━━ TRECHO FORNECIDO

Texto por Marcello Zapelini: O Supertramp foi uma banda que eu conheci por meio do duplo ao vivo Paris, que meu irmão comprou no início dos anos 80 em LP. Mas à época não dei muita bola para o álbum, e anos depois, quando vários dos meus amigos entraram numa fase de “Supertrampmania”, decidi ouvir. E embora tivesse gostado, não chegou a me transformar em fã da banda. Até hoje é assim; gosto do Supertramp, mas não o coloco muito elevado na lista das melhores bandas, e embora considere que eles até fizeram progressivo, não são exatamente uma banda prog (embora não saiba classificá-los num nicho do rock). Entretanto, respeito bastante a banda e particularmente considero Roger Hodgson e o nosso homenageado Rick Davies dois compositores muito bons, além de excelentes instrumentistas e vocalistas. Mesmo sabendo que a banda não vinha fazendo praticamente nada nos últimos dez anos, confesso que a morte de Rick Davies me pegou meio de surpresa, até porque a última vez que tinha lido algo a respeito dele informava que estava superando seus problemas de saúde. Sobraram as músicas, e as dez selecionadas colaborativamente incluem algumas das minhas favoritas do Supertramp. Vamos, então, a elas!

━━━━

▶ DESCRIÇÃO DA TAREFA:
Responda com base no texto sobre o Supertramp:
(a) Por meio de qual álbum se deu o primeiro contato com a banda?
(b) Quais dois integrantes são apontados como compositores muito bons?
(c) Quantas músicas foram selecionadas, e de que forma?
Os registros não têm papel algum aqui.

━━ DADOS FORNECIDOS

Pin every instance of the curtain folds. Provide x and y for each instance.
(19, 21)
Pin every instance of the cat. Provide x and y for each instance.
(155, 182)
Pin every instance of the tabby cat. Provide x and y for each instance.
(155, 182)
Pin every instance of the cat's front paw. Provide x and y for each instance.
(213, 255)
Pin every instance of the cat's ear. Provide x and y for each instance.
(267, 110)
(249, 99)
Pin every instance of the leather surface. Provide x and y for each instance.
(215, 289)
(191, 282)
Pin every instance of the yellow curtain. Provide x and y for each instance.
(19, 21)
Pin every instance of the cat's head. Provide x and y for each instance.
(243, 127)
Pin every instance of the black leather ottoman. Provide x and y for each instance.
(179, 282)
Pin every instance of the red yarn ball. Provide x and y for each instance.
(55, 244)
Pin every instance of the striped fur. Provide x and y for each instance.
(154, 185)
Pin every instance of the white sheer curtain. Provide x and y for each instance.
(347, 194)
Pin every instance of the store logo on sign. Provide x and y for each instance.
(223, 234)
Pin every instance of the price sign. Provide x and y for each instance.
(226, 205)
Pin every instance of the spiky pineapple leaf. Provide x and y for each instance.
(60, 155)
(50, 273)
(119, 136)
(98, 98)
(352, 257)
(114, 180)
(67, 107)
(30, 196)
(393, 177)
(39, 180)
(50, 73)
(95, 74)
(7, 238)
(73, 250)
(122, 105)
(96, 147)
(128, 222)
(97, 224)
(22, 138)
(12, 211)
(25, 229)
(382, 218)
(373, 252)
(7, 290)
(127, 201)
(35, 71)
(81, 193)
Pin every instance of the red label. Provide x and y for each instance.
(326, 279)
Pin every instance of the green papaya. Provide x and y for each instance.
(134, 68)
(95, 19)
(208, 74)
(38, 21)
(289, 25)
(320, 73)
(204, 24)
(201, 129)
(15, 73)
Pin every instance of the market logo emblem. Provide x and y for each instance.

━━━━

▶ A RESPOSTA:
(a) Pelo duplo ao vivo Paris, comprado em LP pelo irmão no início dos anos 80.
(b) Roger Hodgson e Rick Davies.
(c) Dez músicas, selecionadas colaborativamente.